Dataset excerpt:
>> START

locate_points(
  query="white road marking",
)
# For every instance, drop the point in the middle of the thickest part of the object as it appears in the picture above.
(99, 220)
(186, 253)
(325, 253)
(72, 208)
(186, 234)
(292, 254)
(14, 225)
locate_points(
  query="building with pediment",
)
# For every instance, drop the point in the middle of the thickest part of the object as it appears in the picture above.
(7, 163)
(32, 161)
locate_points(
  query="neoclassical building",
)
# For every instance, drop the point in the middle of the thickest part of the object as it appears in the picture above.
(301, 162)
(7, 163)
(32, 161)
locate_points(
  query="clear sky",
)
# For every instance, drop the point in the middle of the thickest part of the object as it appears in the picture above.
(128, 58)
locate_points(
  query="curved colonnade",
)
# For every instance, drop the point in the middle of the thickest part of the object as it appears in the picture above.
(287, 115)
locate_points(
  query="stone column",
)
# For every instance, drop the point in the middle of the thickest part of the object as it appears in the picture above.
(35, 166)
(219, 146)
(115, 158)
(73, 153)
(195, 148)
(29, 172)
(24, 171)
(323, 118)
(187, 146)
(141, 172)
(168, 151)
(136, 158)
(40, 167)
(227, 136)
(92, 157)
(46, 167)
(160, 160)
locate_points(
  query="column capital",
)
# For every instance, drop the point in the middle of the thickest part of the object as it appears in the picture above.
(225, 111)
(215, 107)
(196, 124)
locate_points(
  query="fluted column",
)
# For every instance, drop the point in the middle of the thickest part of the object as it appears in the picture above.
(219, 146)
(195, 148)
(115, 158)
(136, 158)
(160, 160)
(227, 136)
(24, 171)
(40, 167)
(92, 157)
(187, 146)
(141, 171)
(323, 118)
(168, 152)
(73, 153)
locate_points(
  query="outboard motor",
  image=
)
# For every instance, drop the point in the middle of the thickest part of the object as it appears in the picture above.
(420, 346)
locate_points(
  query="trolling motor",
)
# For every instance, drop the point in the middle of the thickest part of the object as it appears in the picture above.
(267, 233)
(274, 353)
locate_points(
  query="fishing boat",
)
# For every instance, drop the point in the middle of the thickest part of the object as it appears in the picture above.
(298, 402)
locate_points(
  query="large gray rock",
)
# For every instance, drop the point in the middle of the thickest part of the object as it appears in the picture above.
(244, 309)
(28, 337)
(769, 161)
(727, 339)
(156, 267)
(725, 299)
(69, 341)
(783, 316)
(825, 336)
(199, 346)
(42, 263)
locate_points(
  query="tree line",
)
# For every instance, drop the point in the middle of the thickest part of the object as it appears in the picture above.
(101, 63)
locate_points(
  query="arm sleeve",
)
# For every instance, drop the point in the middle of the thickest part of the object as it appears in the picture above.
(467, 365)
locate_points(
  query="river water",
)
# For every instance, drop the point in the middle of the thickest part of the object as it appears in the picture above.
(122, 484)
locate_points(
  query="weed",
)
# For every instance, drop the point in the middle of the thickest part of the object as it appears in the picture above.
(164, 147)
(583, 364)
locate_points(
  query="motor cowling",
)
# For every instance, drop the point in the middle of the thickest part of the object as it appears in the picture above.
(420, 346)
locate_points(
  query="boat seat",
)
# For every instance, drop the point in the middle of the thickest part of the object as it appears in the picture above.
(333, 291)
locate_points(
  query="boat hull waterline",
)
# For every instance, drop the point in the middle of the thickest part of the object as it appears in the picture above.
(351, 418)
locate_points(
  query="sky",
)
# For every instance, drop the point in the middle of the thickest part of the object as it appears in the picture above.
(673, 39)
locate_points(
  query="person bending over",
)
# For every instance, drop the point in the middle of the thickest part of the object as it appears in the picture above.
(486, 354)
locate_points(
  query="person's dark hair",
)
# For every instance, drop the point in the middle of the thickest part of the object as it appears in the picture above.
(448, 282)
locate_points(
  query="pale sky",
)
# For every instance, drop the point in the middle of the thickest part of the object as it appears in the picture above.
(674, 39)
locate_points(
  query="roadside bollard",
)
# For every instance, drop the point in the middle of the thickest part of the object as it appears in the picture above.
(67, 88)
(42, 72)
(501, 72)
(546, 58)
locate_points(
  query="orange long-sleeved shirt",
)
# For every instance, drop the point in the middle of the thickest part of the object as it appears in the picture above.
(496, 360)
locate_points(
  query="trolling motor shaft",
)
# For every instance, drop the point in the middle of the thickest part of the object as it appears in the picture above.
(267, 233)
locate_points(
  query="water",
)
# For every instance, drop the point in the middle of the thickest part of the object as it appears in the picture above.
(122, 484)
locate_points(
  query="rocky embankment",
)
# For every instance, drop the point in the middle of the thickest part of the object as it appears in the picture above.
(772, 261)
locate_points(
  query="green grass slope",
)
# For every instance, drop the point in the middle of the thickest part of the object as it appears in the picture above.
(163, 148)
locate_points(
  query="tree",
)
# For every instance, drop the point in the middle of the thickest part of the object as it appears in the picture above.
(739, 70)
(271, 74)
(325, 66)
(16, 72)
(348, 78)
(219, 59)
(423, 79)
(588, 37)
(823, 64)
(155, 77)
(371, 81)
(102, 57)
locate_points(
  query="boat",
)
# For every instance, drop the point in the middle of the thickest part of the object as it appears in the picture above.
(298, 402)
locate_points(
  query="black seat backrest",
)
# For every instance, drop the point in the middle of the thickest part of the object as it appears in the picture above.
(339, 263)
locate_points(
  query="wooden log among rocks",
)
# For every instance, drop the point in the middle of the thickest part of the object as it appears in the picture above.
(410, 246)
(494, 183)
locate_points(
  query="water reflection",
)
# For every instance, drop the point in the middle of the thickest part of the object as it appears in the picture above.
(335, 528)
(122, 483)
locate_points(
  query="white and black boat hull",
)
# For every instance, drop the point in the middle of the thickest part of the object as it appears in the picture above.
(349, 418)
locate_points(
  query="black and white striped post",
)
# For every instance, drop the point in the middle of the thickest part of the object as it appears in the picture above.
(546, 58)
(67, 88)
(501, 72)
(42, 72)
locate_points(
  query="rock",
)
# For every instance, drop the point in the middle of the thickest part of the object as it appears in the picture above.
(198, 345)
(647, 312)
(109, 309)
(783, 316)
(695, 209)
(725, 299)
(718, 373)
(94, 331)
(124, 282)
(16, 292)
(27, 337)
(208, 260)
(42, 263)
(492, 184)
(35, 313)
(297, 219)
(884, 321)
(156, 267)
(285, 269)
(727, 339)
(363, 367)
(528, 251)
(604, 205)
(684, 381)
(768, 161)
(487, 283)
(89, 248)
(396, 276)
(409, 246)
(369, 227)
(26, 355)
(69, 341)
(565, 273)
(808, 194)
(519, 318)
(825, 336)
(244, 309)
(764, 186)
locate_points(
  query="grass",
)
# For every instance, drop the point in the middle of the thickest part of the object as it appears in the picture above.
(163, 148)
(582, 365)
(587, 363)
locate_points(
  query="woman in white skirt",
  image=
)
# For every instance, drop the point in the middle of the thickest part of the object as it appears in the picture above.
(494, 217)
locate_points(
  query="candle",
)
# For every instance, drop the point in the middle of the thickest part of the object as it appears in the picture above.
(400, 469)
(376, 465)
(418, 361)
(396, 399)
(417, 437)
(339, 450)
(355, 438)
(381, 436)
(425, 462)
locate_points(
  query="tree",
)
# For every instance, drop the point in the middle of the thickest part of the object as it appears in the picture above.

>> END

◆ The task ◆
Extract the complete data, matching each line exactly.

◆ Completed exercise ◆
locate_points(
  query="white road marking",
)
# For every instance, drop the point in the middle of the thickest part of the object as it appears in the picture above.
(99, 220)
(186, 253)
(325, 253)
(72, 208)
(186, 234)
(292, 254)
(14, 225)
locate_points(
  query="building with pediment",
)
# For every instance, drop the point in the middle of the thickest part of the object as it appears in the picture above.
(7, 163)
(32, 161)
locate_points(
  query="neoclassical building",
)
# For every instance, drop the point in the middle of the thickest part of the object as it appears in the picture above.
(301, 162)
(7, 163)
(32, 161)
locate_points(
  query="clear sky",
)
# For every instance, drop the point in the middle of the thickest part of the object as it appears in the picture above.
(128, 58)
locate_points(
  query="curved colonnade",
)
# For every instance, drop the point in the middle of the thickest part of the object as it appears in the picture above.
(287, 115)
locate_points(
  query="stone column",
)
# For every instance, drop the point in the middle of the thickest part of the object as it appears in the picture above.
(35, 166)
(219, 146)
(115, 158)
(73, 153)
(195, 148)
(29, 172)
(24, 171)
(323, 118)
(187, 146)
(141, 172)
(168, 151)
(136, 158)
(40, 167)
(227, 136)
(92, 157)
(46, 167)
(160, 160)
locate_points(
  query="column capital",
)
# For every instance, drop the point in the middle of the thickest part of the object as it appears in the picture above.
(225, 111)
(215, 107)
(196, 124)
locate_points(
  query="fluted column",
)
# For every instance, drop the point in the middle of the thickest part of the object as it appears in the picture above.
(219, 146)
(195, 148)
(115, 158)
(136, 158)
(160, 160)
(227, 136)
(24, 171)
(40, 167)
(92, 157)
(187, 146)
(141, 171)
(323, 118)
(168, 152)
(73, 153)
locate_points(
  query="outboard motor",
  image=
)
# For every instance, drop the point in the middle of the thickest part of the object as it appears in the picture above.
(420, 346)
locate_points(
  query="trolling motor",
)
# For every instance, drop the point in the middle of the thickest part of the object as it appears in the picture above.
(267, 233)
(274, 353)
locate_points(
  query="fishing boat",
)
# For every instance, drop the point in the middle of the thickest part of the object as it appears in the picture above.
(298, 402)
locate_points(
  query="large gray rock",
)
# For every instance, drop the point in the middle of the thickest part of the object as it appears in the picture above.
(244, 309)
(28, 337)
(769, 161)
(727, 339)
(156, 267)
(725, 299)
(69, 341)
(783, 316)
(825, 336)
(199, 346)
(42, 263)
locate_points(
  query="tree line",
)
# For every instance, drop the point in the middle of the thickest part of the object as it appears in the picture above.
(101, 63)
locate_points(
  query="arm sleeve",
)
# For every instance, drop the point in the middle of the thickest part of the object as it appears in the picture above.
(467, 365)
locate_points(
  query="river water",
)
# For every instance, drop the point in the middle of the thickest part of the object as it appears in the picture above.
(122, 484)
locate_points(
  query="weed",
)
# For every instance, drop the point in the middle of the thickest part of the object as it appears in the picture above.
(164, 147)
(583, 364)
locate_points(
  query="motor cowling",
)
# For every instance, drop the point in the middle of the thickest part of the object as it appears in the picture above.
(420, 346)
locate_points(
  query="boat seat",
)
# For every instance, drop the point in the middle of the thickest part of the object as it appears in the picture above.
(333, 291)
locate_points(
  query="boat hull waterline",
)
# For every instance, drop the point in the middle of the thickest part of the object as it appears in the picture above.
(351, 418)
locate_points(
  query="sky",
)
# For every instance, drop the point in the middle of the thickest part of the object as it appears in the picture above.
(673, 39)
locate_points(
  query="person bending over",
)
# For every instance, drop the point in the middle of the thickest part of the object as it appears in the picture above.
(486, 354)
locate_points(
  query="person's dark hair",
)
# For every instance, drop the point in the middle of the thickest part of the object as it appears in the picture above.
(448, 282)
locate_points(
  query="pale sky",
)
# For every instance, drop the point in the middle of the thickest part of the object as it appears in the picture above.
(674, 39)
locate_points(
  query="roadside bollard",
)
# For every instance, drop the point in the middle of the thickest part of the object as it appears in the picture above.
(67, 88)
(42, 72)
(501, 72)
(546, 58)
locate_points(
  query="orange long-sleeved shirt",
)
# For every instance, drop the point in the middle of the thickest part of the object as it appears in the picture above.
(496, 360)
locate_points(
  query="trolling motor shaft",
)
# For every instance, drop the point in the middle of the thickest part of the object as it appears in the picture above.
(267, 233)
locate_points(
  query="water",
)
# For every instance, drop the point in the middle of the thickest part of the object as it appears in the picture above.
(122, 484)
locate_points(
  query="rocky embankment",
)
# For every instance, drop the point in the middle of the thickest part of the object as it appears in the picture above.
(772, 261)
locate_points(
  query="green grass slope",
)
# For every instance, drop the point in the middle of the thickest part of the object as it appears in the picture above.
(163, 148)
locate_points(
  query="tree",
)
# For every instance, drop the point in the middle of the thickest part of the object as it appears in the picture above.
(739, 70)
(271, 74)
(325, 66)
(16, 72)
(348, 78)
(219, 59)
(423, 79)
(588, 37)
(823, 64)
(155, 77)
(371, 81)
(102, 57)
locate_points(
  query="boat",
)
# For every instance, drop the point in the middle of the thickest part of the object as it appears in the picture above.
(298, 402)
locate_points(
  query="black seat backrest",
)
# For every instance, drop the point in the middle of the thickest part of the object as it appears in the picture above.
(339, 263)
locate_points(
  query="wooden log among rocks",
)
# For every instance, drop the point in the middle of the thickest part of the object as it appears in the picture above.
(410, 246)
(494, 183)
locate_points(
  query="water reflection",
)
# For every instance, drop the point in the middle of the thickest part of the object as it appears in the picture above.
(335, 528)
(122, 483)
locate_points(
  query="white and black boat hull",
)
# For every instance, drop the point in the middle of the thickest part of the object as it appears in the picture above.
(349, 418)
locate_points(
  query="black and white striped post",
)
# For every instance, drop the point in the middle of the thickest part of the object as it appears in the picture above.
(546, 58)
(67, 88)
(501, 72)
(42, 72)
locate_points(
  query="rock",
)
# For every instance, drop the point in the middle of the thickest part of the object as it appears in the picture above.
(198, 345)
(647, 312)
(109, 309)
(783, 316)
(695, 209)
(725, 299)
(718, 373)
(94, 331)
(124, 282)
(16, 292)
(27, 337)
(208, 260)
(42, 263)
(492, 184)
(35, 313)
(297, 219)
(884, 321)
(156, 267)
(285, 269)
(727, 339)
(363, 367)
(528, 251)
(604, 205)
(684, 381)
(768, 161)
(487, 283)
(89, 248)
(396, 276)
(409, 246)
(369, 227)
(26, 355)
(69, 341)
(565, 273)
(808, 194)
(519, 318)
(825, 336)
(244, 309)
(764, 186)
locate_points(
  query="grass",
)
# For every instance, drop the point in the middle of the thickest part of the object as it appears in the picture above.
(163, 148)
(582, 365)
(587, 363)
locate_points(
  query="woman in white skirt",
  image=
)
# For every instance, drop the point in the middle of the thickest part of the object as it appears in the picture above.
(494, 217)
locate_points(
  query="candle",
)
# For every instance, drop the point in the middle of the thickest part of the object as it appears in the picture above.
(400, 469)
(376, 465)
(418, 361)
(396, 399)
(417, 437)
(339, 450)
(355, 438)
(381, 436)
(425, 462)
locate_points(
  query="tree",
)
# For every instance, drop the point in the middle of the thickest part of the object as it appears in the picture above.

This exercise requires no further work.